D EPUIS que l'on sait que le dibromochloropropane, un agent utilisé pour la lutte contre les nématodes, est associé à une diminution marquée du nombre de spermatozoïdes, on cherche à savoir si l'exposition professionnelle à d'autres produits peut altérer la spermatogenèse. Mais, jusqu'à présent, peu de produits se sont montrés toxiques pour la reproduction humaine. Le plomb pourrait être néfaste à de fortes concentrations. Des études danoises ont suggéré que les soudeurs peuvent avoir un spermogramme pauvre mais cela n'est pas très clair. Des études isolées ont aussi mis en avant un risque lié à d'autres métaux, pesticides et agents physiques.
L'exposition aux solvants organiques est répandue. Chez l'animal, on a observé des dégâts testiculaires spécifiques (par exemple, le n-hexane sur la cellule de Sertoli) ou une diminution du poids testiculaire. Chez l'homme, peu d'études ont été réalisées. Quelques effets mineurs ont été notés dans les populations exposées au perchloroéthylène, au styrène, aux éthers d'éthylène de glycol (classe de solvants organiques présents dans les peintures, les encres et les diluants).
Deux études européennes antérieures
En Europe, deux études ont été réalisées dans des centres d'infertilité : l'une, belge, a montré que les hommes consultant pour infertilité de couple avaient, plus souvent que les contrôles, des métabolites d'éther de glycol dans leurs urines ; l'autre, néerlandaise, a suggéré que les hommes infertiles avaient été exposés à des solvants aromatiques, plus souvent que des hommes fertiles.
Lorsque ces deux travaux ont été publiés, une étude canadienne était déjà en route. C'est elle qui est maintenant publiée dans la revue scientifique « Occupational and Environnemental Medicine » par Cherry, Labrèche, Collins et Tulandi.
Ce nouveau travail a porté sur tous les couples vus dans un seul centre d'infertilité de Montréal (Royal Victoria Hospital, McGill University) entre 1972 et 1991. Afin de tester la reproductibilité des résultats, les auteurs ont utilisé les données d'un autre travail, l'étude CITES (Canadian Infertility Therapy Evaluation Study), conduite dans dix centres canadiens entre 1984 et 1987.
Chez tous les sujets, on a étudié le sperme (concentration, mobilité, morphologie) recueilli après trois jours d'abstinence.
Les sujets ont été répartis en deux groupes : les « cas » (moins de 12 millions de spermatozoïdes par ml) et les « contrôles » (plus de 12 millions par ml).

:: Données fournies ::
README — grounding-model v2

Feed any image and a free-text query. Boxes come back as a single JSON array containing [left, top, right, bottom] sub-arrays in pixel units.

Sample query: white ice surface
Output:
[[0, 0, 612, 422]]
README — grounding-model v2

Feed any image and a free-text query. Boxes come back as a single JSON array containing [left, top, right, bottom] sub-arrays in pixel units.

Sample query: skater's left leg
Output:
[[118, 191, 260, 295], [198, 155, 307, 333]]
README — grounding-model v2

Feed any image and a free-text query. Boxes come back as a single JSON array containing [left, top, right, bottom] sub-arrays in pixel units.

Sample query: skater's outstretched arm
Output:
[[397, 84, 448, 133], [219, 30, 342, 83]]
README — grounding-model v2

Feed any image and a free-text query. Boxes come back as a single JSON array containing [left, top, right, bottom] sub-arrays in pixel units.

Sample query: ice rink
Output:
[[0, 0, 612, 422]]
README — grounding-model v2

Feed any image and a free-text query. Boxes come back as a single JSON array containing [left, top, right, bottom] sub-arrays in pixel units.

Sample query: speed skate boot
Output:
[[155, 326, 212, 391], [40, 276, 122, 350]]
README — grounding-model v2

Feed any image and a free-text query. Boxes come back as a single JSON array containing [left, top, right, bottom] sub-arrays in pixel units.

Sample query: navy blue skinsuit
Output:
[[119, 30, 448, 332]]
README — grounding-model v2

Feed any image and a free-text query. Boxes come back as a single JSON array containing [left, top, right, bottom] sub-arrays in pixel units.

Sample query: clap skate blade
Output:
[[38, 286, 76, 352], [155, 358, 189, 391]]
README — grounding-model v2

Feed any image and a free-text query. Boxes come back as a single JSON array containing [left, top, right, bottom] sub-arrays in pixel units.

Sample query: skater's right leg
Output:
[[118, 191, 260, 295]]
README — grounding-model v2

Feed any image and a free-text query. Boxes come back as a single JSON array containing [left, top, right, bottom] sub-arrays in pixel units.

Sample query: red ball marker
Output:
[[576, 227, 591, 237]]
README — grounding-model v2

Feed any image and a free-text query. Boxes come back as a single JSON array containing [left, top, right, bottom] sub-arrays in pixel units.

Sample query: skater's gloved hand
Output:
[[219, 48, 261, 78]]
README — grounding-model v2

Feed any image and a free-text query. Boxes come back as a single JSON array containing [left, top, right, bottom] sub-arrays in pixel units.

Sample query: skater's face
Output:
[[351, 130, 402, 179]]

:: D'après le texte ::
1. Répondez à ces questions sur le texte sur la fertilité masculine :
(a) Quel produit utilisé contre les nématodes est lié à une forte baisse du nombre de spermatozoïdes ?
(b) Dans quelle ville se trouvait le centre d'infertilité où tous les couples ont été suivis ?
(c) Après combien de jours d'abstinence le sperme a-t-il été recueilli ?
2. Poursuivez le texte sur la fertilité masculine juste après sa dernière phrase.
Ces données n'ont rien à voir avec le texte sur la fertilité masculine.

:: Les réponses ::
1.
(a) Le dibromochloropropane.
(b) Montréal.
(c) Trois jours.

2.
Pas moins de 13 000 emplois ont été analysés pour y évaluer la possibilité ou non d'une exposition aux solvants organiques. Quatre types d'emplois ont été définis : 1) pas d'exposition ; 2) faible exposition, inférieure à 30 % du seuil (catégorie 1) ; 3) exposition modérée, entre 30 et 50 % du seuil (catégorie 2) ; 4) élevée, supérieure à 50 % (catégorie 3).
Différents niveau d'exposition en fonction des emplois
Au total, on a trouvé 35 emplois de catégorie 1, 11 de catégorie 2, et 5 de catégorie 3 (peintres en bâtiment, opérateur d'imprimerie, autres employés d'imprimerie, blanchisseurs, ouvriers de construction navale).
Dans l'étude Montréal, on a trouvé une relation significative entre une faible concentration de spermatozoïdes et exposition aux solvants (odds ratio de 2,07 pour une exposition modérée et de 3,83 pour une exposition élevée). Dans l'étude CITES, la relation a été confirmée pour une exposition élevée mais pas pour une exposition modérée.
« Ces résultats concordent avec ceux de deux études européennes récentes », indiquent les auteurs, même si des biais peuvent être envisagés. Il ne semble pas que ce soit ici le cas de l'alcool, du tabac, voire d'une exposition au plomb.
« La présente étude ne permet pas d'identifier la nature exacte de l'exposition toxique dans ces emplois caractérisés par l'utilisation de solvants et ne permet pas non plus de mesurer exactement le risque. Toutefois, elle s'ajoute aux données qui suggèrent que l'exposition aux solvants organiques constitue un risque pour la fertilité masculine », précisent-ils.
« Ces résultats suggèrent que des efforts devraient être faits pour identifier les composés à risque pour la fertilité masculine et, si le risque est confirmé, pour contrôler leur usage. »
« Occup Environ Med », 2001 ; 58 : 635-640.